**What needs to be done:** This exercise calls for every line of the data below with the string "woman" in it.

**The records:**
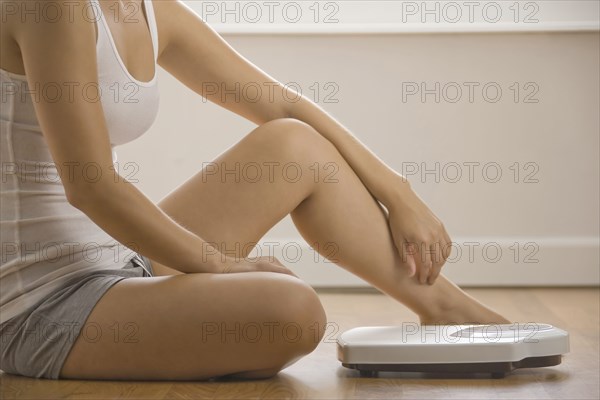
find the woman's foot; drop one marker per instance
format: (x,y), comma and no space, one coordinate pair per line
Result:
(464,312)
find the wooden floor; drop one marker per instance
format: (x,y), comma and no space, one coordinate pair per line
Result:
(320,375)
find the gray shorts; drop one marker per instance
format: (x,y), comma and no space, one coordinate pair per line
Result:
(36,343)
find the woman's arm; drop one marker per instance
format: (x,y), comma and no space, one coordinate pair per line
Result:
(420,237)
(63,53)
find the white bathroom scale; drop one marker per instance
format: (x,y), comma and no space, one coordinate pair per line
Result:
(496,348)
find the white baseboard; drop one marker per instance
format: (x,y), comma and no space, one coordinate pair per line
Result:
(519,261)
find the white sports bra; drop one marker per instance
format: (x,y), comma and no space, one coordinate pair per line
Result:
(45,240)
(130,106)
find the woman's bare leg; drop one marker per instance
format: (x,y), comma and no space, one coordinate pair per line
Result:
(226,203)
(197,326)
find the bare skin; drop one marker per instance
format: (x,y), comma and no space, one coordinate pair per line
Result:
(175,311)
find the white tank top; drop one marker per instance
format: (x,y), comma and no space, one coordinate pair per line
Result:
(45,240)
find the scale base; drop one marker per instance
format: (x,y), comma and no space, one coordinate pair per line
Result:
(496,369)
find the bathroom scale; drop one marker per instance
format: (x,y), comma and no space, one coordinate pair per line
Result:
(496,349)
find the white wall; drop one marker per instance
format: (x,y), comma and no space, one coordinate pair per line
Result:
(553,135)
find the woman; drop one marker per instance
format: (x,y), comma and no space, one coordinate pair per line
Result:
(168,293)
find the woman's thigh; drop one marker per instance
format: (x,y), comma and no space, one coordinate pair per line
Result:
(197,326)
(239,196)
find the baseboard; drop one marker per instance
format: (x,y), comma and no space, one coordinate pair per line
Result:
(483,262)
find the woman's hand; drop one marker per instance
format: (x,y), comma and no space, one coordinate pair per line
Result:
(420,237)
(264,263)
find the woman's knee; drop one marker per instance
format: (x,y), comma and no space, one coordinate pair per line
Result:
(293,138)
(303,318)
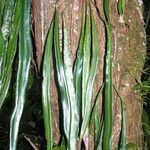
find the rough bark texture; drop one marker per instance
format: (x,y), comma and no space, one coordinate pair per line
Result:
(128,56)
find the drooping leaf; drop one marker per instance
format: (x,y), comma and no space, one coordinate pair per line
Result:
(108,97)
(7,18)
(7,54)
(90,63)
(66,87)
(2,2)
(46,87)
(79,64)
(23,71)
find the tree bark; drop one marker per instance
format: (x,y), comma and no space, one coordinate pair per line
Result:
(128,56)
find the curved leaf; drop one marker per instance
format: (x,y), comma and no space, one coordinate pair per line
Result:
(23,71)
(46,88)
(66,87)
(7,54)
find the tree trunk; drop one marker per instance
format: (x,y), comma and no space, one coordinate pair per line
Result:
(128,56)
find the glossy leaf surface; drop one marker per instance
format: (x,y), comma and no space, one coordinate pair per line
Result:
(23,71)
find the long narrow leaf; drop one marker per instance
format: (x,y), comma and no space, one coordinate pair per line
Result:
(108,82)
(23,71)
(94,57)
(65,81)
(86,59)
(2,2)
(7,18)
(8,52)
(79,63)
(46,88)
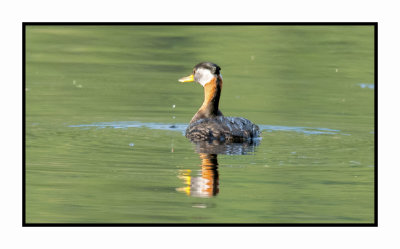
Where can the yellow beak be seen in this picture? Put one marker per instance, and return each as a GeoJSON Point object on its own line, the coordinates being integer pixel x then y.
{"type": "Point", "coordinates": [189, 78]}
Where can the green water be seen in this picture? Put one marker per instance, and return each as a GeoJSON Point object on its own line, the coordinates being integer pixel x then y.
{"type": "Point", "coordinates": [280, 77]}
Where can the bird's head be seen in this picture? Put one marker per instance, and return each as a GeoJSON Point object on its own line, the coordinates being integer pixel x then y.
{"type": "Point", "coordinates": [203, 73]}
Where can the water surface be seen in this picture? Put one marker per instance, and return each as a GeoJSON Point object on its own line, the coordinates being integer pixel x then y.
{"type": "Point", "coordinates": [105, 118]}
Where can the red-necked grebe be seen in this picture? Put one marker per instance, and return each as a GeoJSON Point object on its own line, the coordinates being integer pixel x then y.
{"type": "Point", "coordinates": [209, 123]}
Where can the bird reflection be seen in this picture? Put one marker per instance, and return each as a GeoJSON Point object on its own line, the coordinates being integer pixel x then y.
{"type": "Point", "coordinates": [205, 182]}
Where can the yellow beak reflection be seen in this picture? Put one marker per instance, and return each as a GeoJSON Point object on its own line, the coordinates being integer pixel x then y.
{"type": "Point", "coordinates": [189, 78]}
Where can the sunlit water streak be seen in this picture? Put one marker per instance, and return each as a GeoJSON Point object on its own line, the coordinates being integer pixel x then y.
{"type": "Point", "coordinates": [182, 127]}
{"type": "Point", "coordinates": [366, 85]}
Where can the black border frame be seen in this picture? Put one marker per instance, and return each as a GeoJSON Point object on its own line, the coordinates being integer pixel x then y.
{"type": "Point", "coordinates": [374, 224]}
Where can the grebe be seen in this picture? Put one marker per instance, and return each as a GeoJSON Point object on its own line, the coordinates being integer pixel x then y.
{"type": "Point", "coordinates": [209, 123]}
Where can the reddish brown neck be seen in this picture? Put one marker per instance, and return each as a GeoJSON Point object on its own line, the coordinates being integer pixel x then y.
{"type": "Point", "coordinates": [212, 93]}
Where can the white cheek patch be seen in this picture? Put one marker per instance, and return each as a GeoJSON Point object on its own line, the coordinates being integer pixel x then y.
{"type": "Point", "coordinates": [203, 76]}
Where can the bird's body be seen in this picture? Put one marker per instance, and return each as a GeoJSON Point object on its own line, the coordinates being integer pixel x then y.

**Task solution:**
find the woman's foot; drop one marker per instance
find the woman's arm; drop one marker per instance
find the woman's bare leg; drop one marker per instance
find the woman; drop one marker per instance
find the woman's thigh; drop one marker per instance
find the woman's hand; drop one marker per instance
find the woman's knee; drop one marker per instance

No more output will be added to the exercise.